• TEXTO CITADO
· · · · ·

A promessa mais recente do superministro foi feita há poucos dias na sede da outrora toda poderosa FIESP, em São Paulo. Como é amplamente sabido, o fenômeno da desindustrialização tem atingido de morte o parque manufatureiro nacional

Foto: Fabio Rodrigues Pozzebom/Agência Brasil

do Vermelho 

As promessas de Guedes

por Paulo Kliass*

A vitória eleitoral de Jair Bolsonaro em outubro de 2018 pode ser explicada por um conjunto amplo de fatores sociais, políticos e econômicos. Não é intenção deste breve artigo discutir esse processo à exaustão. Porém, é inegável que a aproximação do então deputado federal do PSL com um representante do mundo do financismo tenha facilitado essa trajetória. A partir do momento em que Paulo Guedes mergulha de cabeça na campanha, pouco a pouco começam a serem abertas as portas para que o candidato adentrasse os salões da nata das elites de nosso País.

Em um determinado momento do segundo semestre daquele ano, Bolsonaro assume que não entende nada mesmo de economia e indica o operador do mercado financeiro como o “seu Posto Ipiranga”. Isso significava que, a partir daquele momento, todas as dúvidas relativas à matéria deveriam ser encaminhadas ao seu futuro superministro. Tal qual a peça publicitária da rede distribuidora de combustíveis, Guedes concentraria todas as respostas sobre o futuro da economia em um possível governo do capitão.

Guedes: de assessor a superministro

Com os resultados confirmados no segundo turno das eleições, as expectativas com relação ao desempenho da equipe reunida em torno do poder concentrado em torno do ex assessor de Pinochet começam a fervilhar nas altas esferas do poder econômico. O futuro superministro era bastante conhecido por sua truculência e capacidade de convencimento a respeito de seus projetos e intenções.

A turminha do seleto universo das finanças logo passou a reafirmar seu entusiasmo inicial com a chegada de Guedes ao poder. As previsões a respeito do comportamento de algumas variáveis relevantes para o cenário da macroeconomia são reveladoras a esse respeito. A cada semana, o Banco Central divulga sua pesquisa “Focus”, como tentativa de antecipar algumas tendências da dinâmica da economia. Mas para tanto, são convidados a opinar apenas um seleto grupo de 140 pessoas umbilicalmente vinculadas aos interesses do mercado financeiro. Nenhum economista plebeu, seja pesquisador ou professor universitário, é chamado para fazer parte dessa trupe aristocrática.

As expectativas com relação à capacidade de Paulo Guedes resolver de vez o problema do “não crescimento” da economia guardavam muita semelhança com o momento que se seguiu ao impeachment de Dilma Roussef e à chegada de Henrique Meirelles no Ministério da Fazenda de Temer. Todos sabemos o resultado que veio daquela passagem. Continuidade da recessão e quebra generalizada da capacidade de recuperação das finanças públicas.

· · · · ·

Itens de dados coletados

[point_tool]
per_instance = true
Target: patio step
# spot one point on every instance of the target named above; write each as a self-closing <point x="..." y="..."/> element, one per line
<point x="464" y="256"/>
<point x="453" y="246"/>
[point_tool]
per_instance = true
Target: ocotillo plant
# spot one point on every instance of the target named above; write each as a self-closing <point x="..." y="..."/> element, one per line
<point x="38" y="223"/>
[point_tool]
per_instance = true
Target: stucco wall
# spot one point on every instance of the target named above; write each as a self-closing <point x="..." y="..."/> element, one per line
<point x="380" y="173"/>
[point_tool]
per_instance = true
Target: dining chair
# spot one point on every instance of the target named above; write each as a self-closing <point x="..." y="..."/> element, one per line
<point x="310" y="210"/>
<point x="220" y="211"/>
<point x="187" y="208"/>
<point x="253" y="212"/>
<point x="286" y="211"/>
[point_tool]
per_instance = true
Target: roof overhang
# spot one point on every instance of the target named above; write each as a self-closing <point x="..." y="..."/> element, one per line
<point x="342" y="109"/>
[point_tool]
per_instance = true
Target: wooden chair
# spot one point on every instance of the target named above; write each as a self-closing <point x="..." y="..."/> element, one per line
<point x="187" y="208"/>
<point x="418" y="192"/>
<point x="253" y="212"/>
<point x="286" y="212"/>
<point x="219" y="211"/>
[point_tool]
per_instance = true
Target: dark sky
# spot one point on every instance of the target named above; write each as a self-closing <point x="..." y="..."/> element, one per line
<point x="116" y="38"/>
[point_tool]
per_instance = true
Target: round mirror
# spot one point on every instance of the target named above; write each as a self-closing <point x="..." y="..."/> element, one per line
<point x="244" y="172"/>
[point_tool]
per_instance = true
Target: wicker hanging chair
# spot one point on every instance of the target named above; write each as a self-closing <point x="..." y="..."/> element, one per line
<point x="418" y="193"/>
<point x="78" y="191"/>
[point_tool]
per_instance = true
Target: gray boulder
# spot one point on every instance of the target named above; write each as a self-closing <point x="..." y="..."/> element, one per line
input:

· · · · ·

• TAREFAS
A: Segundo o texto sobre as promessas de Guedes, quantas pessoas são convidadas a opinar na pesquisa Focus do Banco Central?
B: Prossiga com o texto sobre as promessas de Guedes a partir do ponto em que ele termina.
Os itens não são necessários para este exercício.

• RESPOSTAS DO EXERCÍCIO
A: Um seleto grupo de 140 pessoas ligadas aos interesses do mercado financeiro.

B:
PIB: entre a previsão e a torcida

Mas mesmo assim, o otimismo do mercado em relação a Guedes era evidente. Vejamos abaixo o resultado da pesquisa do BC para o quesito “crescimento do PIB em 2020”. Entre o resultado das eleições e o primeiro trimestre do governo, as previsões para o crescimento do PIB de 2020 elevam-se rapidamente. Na sequência, com as dificuldades enfrentadas pela gestão de Bolsonaro, a previsão despenca no segundo semestre do ano passado. E agora volta a subir mais uma vez. Enfim, nada que justifique uma oscilação tão expressiva em intervalos bastante curtos de tempo. Trata-se tão somente de torcida e especulação.

Na verdade, trata-se de uma aposta quase emocional no sucesso de Guedes à frente do comando da economia. Além de seu passado de compromisso explícito com os interesses do financismo, o superministro passou a fazer promessas com relação ao seu projeto de permanência no poder. E como essas declarações se orientavam exatamente pelo cardápio da austeridade fiscal e da ampliação do espaço para a acumulação de capital nos espaços públicos, o clima de festa se generalizou rapidamente no topo de nossa pirâmide da desigualdade.

Logo depois da posse, Guedes dirigiu-se ainda em janeiro a Davos para participar do Fórum Econômico Mundial. No evento, sua fala procurou oferecer um quadro de crise econômica sendo facilmente solucionada ao longo do primeiro ano de governo. Uma loucura! Mas sua promessa foi exatamente essa: zerar o déficit orçamentário em 2019. Afirmava ele para o clube de bilionários e os representantes das megacorporações globais:

(…) “Mais da metade do déficit vamos eliminar com a reforma da Previdência. Temos muitas concessões de petróleo. A outra metade disso, vamos eliminar neste ano com concessões de petróleo e uma lista imensa de privatizações. Então, em termos de dinheiro, vamos zerar o déficit este ano.” (…)

Promessas ou bravatas?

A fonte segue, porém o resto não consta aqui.